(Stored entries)
=======

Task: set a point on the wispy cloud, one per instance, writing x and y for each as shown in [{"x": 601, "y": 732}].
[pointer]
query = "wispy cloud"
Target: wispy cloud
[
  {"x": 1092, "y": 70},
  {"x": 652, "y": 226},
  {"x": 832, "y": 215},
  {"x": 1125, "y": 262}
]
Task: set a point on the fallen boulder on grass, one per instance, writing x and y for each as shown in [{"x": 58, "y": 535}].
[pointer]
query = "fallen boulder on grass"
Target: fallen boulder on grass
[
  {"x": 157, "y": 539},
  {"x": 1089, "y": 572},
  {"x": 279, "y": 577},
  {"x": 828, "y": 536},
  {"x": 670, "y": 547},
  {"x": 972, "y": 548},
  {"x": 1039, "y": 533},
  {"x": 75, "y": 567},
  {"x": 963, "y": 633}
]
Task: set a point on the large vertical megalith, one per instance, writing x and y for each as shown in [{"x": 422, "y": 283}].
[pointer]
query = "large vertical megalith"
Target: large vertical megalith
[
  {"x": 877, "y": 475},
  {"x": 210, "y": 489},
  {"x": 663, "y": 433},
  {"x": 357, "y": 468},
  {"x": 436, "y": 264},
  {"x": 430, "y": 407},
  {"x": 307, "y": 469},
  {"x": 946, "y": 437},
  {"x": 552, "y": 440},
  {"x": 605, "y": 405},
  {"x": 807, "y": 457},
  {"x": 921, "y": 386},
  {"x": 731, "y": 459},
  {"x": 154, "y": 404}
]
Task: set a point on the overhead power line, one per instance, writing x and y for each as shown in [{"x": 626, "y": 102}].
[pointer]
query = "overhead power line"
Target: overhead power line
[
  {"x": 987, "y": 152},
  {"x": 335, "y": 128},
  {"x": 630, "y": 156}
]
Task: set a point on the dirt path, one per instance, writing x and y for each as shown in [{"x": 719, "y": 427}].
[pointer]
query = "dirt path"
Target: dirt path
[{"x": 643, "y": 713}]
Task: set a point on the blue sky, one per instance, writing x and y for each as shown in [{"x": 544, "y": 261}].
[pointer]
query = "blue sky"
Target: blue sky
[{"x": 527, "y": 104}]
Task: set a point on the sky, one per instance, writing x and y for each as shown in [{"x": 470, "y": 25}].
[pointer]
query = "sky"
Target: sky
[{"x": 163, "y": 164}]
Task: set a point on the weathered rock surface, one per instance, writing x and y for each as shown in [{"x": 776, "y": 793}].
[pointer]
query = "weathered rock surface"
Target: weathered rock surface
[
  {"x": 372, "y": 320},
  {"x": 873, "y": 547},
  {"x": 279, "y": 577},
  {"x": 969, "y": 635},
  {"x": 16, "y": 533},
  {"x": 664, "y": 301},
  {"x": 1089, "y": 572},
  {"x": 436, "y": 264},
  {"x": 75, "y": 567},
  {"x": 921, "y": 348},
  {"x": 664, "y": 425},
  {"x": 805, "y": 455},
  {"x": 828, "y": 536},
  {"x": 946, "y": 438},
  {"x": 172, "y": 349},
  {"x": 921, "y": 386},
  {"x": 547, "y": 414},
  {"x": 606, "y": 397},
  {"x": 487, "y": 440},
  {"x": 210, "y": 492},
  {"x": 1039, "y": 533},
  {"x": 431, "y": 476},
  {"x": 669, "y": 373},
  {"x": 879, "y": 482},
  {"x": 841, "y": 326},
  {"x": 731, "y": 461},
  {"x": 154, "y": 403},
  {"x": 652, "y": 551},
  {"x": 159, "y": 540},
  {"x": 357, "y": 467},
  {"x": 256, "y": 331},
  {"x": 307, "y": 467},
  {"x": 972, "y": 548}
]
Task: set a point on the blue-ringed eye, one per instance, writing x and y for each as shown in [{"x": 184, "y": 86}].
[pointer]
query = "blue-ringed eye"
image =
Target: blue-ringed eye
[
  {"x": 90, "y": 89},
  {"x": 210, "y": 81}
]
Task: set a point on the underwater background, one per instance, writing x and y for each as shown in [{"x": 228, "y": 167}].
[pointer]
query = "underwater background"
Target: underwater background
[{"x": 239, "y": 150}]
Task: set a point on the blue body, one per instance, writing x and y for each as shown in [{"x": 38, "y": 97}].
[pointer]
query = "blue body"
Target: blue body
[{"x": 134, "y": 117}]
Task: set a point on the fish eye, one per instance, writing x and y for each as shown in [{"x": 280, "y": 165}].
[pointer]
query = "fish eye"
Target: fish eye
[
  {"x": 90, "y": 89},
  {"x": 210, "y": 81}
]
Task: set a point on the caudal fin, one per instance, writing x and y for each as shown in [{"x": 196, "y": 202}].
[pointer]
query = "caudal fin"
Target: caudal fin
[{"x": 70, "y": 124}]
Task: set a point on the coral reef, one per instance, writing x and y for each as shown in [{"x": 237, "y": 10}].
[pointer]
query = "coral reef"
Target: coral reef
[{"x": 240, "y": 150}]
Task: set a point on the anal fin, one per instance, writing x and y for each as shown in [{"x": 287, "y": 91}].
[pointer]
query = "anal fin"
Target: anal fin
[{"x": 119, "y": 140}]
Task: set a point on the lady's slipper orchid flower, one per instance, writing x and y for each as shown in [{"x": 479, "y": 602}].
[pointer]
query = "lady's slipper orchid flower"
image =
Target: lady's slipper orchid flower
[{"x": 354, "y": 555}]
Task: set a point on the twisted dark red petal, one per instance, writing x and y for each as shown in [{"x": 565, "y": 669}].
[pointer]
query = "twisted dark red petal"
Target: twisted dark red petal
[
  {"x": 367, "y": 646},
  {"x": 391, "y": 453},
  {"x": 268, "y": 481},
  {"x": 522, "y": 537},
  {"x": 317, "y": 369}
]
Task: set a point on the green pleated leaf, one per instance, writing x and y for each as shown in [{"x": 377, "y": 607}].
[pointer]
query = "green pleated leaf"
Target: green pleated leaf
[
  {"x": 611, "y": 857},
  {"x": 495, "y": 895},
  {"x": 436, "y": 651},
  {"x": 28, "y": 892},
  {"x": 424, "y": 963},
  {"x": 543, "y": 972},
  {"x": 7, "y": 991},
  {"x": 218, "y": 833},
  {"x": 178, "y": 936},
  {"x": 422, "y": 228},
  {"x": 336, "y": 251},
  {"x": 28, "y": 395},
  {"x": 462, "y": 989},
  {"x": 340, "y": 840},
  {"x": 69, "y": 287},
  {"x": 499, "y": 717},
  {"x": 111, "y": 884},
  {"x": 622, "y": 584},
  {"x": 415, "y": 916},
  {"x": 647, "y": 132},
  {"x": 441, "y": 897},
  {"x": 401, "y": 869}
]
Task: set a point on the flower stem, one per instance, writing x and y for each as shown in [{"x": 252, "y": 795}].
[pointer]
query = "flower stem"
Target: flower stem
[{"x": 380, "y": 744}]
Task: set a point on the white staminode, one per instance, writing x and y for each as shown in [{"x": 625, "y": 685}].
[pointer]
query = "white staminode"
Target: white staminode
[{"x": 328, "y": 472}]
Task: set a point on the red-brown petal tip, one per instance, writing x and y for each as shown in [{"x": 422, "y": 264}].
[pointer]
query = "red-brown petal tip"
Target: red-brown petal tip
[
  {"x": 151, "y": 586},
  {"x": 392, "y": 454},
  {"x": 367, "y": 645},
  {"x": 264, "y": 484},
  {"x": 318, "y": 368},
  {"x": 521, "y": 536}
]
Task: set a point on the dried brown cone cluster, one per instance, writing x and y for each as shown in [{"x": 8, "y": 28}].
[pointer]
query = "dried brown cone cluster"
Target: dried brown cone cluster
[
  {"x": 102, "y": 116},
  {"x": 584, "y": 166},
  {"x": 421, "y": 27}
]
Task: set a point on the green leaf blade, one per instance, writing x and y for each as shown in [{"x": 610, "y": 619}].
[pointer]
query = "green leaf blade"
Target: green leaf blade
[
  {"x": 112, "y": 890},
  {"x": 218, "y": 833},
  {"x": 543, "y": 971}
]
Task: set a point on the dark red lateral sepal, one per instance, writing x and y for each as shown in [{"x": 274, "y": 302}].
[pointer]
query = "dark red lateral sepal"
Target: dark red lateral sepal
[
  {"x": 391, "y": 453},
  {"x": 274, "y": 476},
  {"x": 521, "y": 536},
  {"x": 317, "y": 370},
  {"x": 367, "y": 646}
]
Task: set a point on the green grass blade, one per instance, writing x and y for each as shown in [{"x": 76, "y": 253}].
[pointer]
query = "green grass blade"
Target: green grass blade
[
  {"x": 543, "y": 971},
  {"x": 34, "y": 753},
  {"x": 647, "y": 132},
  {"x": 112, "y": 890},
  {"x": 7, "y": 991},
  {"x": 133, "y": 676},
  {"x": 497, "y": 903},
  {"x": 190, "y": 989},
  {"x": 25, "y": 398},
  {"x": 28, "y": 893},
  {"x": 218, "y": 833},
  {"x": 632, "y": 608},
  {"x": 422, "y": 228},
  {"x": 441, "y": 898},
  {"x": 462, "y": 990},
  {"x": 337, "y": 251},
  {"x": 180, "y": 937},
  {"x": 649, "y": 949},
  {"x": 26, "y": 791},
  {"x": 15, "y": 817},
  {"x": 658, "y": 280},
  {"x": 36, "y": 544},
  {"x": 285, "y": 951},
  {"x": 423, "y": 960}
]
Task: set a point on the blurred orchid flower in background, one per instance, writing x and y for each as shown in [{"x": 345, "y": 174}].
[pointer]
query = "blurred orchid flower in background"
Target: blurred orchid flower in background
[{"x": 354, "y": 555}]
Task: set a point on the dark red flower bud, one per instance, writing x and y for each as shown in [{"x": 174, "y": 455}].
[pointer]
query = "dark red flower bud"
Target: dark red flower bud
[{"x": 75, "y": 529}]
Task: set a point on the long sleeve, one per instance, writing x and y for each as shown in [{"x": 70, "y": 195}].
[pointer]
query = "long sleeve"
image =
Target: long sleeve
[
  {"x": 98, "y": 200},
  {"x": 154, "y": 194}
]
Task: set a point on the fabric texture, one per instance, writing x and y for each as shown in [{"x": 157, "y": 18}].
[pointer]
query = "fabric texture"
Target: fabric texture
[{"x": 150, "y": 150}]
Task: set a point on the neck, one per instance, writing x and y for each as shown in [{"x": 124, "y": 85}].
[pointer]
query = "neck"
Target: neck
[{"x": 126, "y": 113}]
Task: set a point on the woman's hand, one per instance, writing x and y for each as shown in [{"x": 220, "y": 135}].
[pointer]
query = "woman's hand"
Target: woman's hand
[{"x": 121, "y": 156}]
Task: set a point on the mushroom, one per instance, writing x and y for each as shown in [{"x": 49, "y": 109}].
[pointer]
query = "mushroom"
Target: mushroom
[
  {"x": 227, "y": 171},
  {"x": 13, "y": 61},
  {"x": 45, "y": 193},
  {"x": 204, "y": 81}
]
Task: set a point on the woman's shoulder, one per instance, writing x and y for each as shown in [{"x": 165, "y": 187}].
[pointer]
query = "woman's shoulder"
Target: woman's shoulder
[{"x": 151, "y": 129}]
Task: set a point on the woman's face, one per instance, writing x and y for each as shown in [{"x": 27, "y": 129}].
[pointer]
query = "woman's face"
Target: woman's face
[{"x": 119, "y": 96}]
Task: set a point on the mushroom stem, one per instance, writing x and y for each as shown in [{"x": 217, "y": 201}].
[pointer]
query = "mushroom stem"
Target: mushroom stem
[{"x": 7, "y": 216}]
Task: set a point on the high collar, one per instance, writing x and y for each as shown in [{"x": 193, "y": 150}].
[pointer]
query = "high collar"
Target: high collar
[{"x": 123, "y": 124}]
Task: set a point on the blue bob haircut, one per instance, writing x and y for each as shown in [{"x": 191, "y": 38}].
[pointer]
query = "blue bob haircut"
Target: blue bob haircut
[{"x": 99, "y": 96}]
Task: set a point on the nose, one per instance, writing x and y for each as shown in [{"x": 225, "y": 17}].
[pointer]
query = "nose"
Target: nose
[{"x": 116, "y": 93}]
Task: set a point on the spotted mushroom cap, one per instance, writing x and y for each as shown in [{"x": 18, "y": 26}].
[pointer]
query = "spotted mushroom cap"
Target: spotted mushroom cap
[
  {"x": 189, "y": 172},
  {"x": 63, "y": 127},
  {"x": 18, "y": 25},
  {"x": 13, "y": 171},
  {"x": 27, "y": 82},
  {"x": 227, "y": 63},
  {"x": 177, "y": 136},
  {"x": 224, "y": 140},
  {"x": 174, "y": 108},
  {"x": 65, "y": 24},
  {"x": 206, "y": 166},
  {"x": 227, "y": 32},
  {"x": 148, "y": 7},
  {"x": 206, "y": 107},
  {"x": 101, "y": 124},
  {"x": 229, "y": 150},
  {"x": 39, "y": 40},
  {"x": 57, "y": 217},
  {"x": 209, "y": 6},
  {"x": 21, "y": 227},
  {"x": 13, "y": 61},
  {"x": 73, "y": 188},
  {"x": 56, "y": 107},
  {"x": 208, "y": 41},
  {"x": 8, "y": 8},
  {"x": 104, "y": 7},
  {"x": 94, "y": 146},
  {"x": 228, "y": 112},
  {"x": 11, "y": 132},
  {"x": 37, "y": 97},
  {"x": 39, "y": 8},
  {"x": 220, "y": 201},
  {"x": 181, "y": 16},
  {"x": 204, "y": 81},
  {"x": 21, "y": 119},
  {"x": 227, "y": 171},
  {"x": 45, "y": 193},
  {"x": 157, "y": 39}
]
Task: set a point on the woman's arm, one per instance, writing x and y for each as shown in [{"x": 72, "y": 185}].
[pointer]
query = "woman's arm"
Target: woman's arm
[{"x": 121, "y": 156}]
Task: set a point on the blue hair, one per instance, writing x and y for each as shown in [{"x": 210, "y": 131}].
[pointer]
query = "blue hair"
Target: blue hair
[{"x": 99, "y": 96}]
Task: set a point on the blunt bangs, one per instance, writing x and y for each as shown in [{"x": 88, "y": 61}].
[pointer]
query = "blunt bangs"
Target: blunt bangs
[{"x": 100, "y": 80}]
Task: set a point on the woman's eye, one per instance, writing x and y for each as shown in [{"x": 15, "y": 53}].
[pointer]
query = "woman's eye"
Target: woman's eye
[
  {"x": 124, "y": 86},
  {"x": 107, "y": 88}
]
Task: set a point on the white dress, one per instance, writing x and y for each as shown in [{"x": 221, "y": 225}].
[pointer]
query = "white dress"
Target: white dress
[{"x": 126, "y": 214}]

=======

## Direction
Please edit the data from the line that has "Task: set a point on the blue hair, one" through the end of the data, replacing "blunt bangs" with "straight bangs" and changing nothing else. Give back only those lines.

## Answer
Task: set a point on the blue hair, one per instance, writing x and y for each as shown in [{"x": 210, "y": 131}].
[pointer]
query = "blue hair"
Target: blue hair
[{"x": 99, "y": 96}]
Task: set a point on the straight bangs, one per instance, writing x and y for each as shown in [{"x": 88, "y": 61}].
[pointer]
query = "straight bangs"
Target: straight bangs
[{"x": 100, "y": 80}]
Task: set a point on the woman's eye, one per instance, writing x and y for each as shown in [{"x": 15, "y": 53}].
[pointer]
query = "woman's eye"
Target: woman's eye
[
  {"x": 124, "y": 86},
  {"x": 107, "y": 88}
]
Task: set a point on the white dress, one per instance, writing x and y for each as shown in [{"x": 221, "y": 225}].
[pointer]
query = "white dress"
Target: white dress
[{"x": 126, "y": 214}]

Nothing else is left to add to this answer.